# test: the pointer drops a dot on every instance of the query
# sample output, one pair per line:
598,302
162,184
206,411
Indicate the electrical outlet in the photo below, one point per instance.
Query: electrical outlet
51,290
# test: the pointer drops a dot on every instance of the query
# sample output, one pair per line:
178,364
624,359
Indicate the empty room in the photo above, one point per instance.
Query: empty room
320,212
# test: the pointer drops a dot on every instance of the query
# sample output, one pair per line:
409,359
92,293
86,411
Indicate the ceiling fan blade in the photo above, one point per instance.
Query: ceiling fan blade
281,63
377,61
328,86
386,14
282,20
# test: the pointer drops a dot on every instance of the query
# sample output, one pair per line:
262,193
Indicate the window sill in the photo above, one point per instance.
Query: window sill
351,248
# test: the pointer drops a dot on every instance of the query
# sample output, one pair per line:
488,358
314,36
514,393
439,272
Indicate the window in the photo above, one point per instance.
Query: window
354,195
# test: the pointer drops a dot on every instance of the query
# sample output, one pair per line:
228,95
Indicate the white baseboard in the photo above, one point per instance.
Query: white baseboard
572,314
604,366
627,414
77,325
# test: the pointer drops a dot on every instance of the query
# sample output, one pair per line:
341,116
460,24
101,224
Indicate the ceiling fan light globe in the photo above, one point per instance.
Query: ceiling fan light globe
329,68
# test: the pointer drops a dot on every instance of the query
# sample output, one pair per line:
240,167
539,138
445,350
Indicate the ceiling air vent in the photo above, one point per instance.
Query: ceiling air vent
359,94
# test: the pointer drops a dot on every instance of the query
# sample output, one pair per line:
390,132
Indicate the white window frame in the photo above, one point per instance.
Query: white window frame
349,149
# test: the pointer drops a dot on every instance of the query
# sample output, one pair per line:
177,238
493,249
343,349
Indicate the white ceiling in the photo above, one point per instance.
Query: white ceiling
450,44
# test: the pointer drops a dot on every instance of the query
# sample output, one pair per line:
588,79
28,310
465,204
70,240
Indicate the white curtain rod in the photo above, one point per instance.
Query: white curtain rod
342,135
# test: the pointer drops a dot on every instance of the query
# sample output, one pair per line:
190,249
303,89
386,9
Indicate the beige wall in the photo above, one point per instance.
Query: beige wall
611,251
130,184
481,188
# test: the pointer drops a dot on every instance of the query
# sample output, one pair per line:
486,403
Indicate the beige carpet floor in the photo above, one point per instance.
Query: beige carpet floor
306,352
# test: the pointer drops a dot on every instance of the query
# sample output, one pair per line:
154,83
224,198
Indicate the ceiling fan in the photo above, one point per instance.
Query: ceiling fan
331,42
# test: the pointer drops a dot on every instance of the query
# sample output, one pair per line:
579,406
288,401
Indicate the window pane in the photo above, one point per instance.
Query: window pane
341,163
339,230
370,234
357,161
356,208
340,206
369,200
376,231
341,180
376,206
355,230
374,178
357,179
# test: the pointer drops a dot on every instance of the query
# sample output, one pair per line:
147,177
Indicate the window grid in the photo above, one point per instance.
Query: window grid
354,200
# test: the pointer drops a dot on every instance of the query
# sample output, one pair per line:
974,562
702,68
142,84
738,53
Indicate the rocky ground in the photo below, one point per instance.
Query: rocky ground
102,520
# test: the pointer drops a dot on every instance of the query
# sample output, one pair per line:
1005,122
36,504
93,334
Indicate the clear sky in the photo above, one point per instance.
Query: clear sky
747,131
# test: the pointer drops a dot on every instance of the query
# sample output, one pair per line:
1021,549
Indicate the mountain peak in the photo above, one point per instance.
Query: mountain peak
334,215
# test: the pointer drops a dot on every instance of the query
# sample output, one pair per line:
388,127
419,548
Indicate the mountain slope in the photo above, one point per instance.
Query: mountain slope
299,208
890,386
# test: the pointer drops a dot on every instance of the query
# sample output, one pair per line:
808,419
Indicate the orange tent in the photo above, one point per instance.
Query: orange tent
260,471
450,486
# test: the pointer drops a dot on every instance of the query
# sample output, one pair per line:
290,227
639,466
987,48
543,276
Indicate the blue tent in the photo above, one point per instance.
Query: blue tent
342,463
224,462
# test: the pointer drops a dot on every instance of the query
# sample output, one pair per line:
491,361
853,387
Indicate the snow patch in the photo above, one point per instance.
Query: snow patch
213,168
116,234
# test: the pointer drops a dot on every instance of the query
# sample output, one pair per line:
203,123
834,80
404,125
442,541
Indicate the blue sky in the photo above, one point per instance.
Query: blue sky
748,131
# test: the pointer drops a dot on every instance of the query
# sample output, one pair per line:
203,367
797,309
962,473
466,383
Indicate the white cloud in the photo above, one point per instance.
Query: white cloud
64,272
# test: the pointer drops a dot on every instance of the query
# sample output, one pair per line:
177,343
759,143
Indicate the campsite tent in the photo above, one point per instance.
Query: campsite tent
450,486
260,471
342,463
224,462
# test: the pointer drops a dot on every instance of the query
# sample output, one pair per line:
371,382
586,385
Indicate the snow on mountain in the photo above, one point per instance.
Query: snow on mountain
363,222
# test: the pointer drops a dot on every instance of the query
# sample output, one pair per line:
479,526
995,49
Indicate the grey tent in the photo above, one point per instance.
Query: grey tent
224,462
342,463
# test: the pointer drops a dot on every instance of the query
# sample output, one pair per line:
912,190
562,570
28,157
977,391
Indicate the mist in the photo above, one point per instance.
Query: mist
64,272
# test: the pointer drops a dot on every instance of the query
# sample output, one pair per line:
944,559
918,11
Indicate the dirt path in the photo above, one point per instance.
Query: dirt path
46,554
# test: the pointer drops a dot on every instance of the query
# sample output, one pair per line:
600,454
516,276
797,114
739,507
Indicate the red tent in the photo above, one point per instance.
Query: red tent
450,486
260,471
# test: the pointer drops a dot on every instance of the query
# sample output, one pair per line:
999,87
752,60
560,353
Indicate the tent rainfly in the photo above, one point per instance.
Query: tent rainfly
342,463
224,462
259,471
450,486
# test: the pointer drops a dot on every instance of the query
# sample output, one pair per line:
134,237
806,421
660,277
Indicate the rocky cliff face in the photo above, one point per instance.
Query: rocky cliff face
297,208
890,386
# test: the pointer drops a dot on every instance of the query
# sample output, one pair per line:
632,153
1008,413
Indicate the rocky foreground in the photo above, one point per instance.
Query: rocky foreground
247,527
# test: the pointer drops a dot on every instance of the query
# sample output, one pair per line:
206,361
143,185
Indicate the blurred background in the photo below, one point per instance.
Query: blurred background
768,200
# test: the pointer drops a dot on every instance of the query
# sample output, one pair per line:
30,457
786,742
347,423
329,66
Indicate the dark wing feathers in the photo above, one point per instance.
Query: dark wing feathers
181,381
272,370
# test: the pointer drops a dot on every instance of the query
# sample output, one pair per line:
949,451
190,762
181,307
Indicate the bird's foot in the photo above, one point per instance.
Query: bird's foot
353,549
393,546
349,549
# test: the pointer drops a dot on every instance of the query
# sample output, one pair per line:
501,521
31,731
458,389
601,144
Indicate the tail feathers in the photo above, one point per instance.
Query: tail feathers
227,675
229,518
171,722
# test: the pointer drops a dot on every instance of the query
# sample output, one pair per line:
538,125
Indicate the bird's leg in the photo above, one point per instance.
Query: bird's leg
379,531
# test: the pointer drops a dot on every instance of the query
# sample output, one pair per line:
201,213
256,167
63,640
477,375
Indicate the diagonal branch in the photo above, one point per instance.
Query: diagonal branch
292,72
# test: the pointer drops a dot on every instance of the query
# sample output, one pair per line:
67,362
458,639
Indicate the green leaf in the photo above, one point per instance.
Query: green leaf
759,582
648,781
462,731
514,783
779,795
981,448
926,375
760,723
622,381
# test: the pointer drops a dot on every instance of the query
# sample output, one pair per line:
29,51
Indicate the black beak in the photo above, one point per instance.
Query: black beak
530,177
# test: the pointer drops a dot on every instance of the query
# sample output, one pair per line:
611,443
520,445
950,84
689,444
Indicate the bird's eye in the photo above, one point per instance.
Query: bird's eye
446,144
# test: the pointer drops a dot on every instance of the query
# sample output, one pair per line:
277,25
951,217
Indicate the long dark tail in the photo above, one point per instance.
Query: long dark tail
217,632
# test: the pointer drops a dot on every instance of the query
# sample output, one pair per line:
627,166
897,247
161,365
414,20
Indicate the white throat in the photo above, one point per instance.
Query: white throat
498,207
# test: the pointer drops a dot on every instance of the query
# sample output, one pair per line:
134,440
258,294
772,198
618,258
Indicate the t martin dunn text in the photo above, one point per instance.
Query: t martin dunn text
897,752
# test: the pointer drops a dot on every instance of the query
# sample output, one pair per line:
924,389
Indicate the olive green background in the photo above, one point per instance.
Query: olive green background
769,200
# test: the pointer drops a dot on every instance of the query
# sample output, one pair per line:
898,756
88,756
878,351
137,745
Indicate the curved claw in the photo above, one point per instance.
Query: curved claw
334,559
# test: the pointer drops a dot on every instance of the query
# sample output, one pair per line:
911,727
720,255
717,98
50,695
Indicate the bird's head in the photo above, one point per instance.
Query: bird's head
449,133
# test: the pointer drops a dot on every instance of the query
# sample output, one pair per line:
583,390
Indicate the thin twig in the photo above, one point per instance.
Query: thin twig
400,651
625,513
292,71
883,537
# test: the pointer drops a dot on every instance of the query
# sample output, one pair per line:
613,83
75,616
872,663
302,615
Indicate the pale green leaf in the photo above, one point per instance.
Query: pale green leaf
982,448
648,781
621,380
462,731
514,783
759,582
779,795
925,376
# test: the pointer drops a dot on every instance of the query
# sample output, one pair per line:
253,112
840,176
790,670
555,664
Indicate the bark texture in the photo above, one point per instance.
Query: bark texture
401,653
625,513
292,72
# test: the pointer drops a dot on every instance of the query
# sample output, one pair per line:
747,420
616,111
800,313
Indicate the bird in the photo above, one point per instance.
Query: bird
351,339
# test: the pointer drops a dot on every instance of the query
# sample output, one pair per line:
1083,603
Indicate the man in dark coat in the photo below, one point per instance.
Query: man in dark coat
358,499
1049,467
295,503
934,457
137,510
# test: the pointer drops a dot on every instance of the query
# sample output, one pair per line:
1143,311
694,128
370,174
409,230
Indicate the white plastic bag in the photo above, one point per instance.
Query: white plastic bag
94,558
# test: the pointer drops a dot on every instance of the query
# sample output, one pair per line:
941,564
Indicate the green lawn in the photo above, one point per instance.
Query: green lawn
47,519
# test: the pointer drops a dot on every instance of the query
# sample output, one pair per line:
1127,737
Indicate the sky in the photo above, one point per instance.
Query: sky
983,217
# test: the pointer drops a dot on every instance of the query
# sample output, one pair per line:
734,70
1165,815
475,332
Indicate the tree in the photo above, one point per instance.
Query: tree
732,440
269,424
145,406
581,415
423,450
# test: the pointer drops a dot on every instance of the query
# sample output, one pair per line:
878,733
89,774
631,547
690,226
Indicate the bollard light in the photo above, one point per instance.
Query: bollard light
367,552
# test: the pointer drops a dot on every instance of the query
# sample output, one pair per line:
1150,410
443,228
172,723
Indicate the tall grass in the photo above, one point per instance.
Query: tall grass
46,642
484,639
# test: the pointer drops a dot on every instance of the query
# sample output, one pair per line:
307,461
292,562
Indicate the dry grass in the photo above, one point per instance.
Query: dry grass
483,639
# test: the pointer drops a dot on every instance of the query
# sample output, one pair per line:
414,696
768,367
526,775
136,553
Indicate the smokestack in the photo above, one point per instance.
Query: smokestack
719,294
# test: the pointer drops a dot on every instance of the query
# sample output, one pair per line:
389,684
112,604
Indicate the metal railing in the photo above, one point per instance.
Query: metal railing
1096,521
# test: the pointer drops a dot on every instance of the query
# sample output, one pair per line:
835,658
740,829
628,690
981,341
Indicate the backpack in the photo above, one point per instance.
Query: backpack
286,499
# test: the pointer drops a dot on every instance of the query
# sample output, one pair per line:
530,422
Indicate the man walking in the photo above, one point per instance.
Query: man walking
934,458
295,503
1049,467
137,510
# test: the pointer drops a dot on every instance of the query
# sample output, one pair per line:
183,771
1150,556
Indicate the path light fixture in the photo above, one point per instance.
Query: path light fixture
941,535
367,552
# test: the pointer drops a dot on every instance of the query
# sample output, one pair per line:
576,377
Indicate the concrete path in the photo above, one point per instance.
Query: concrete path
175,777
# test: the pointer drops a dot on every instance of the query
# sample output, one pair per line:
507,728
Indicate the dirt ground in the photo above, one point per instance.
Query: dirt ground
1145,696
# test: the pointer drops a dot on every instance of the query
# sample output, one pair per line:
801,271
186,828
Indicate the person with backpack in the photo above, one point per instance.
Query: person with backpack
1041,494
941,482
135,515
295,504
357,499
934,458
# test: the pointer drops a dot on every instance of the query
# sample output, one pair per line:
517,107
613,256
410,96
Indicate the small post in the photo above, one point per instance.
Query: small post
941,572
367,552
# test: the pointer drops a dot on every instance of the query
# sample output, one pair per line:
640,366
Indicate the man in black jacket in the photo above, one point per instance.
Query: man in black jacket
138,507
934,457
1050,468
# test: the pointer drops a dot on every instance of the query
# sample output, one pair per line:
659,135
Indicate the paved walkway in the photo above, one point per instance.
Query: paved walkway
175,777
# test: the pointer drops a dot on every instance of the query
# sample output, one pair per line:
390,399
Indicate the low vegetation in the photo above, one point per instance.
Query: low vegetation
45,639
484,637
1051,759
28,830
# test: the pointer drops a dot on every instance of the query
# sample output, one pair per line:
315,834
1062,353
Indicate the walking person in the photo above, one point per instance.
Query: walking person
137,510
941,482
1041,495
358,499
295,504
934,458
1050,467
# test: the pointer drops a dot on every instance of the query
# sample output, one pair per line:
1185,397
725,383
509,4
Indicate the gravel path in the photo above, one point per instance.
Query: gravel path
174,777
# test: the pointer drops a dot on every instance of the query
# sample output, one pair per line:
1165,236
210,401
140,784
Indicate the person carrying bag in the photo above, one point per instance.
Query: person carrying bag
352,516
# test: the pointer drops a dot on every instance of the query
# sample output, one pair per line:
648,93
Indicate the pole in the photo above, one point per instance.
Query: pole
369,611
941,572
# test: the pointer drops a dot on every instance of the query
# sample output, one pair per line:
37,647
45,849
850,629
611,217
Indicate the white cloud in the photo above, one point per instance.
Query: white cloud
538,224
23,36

» Direction:
Collect every line in the records above that contains the string "wing", treating uppercase and lowercase as different.

» Expected answer:
Indicate the dark wing feathers in the photo above, one point per instance.
Query: dark wing feathers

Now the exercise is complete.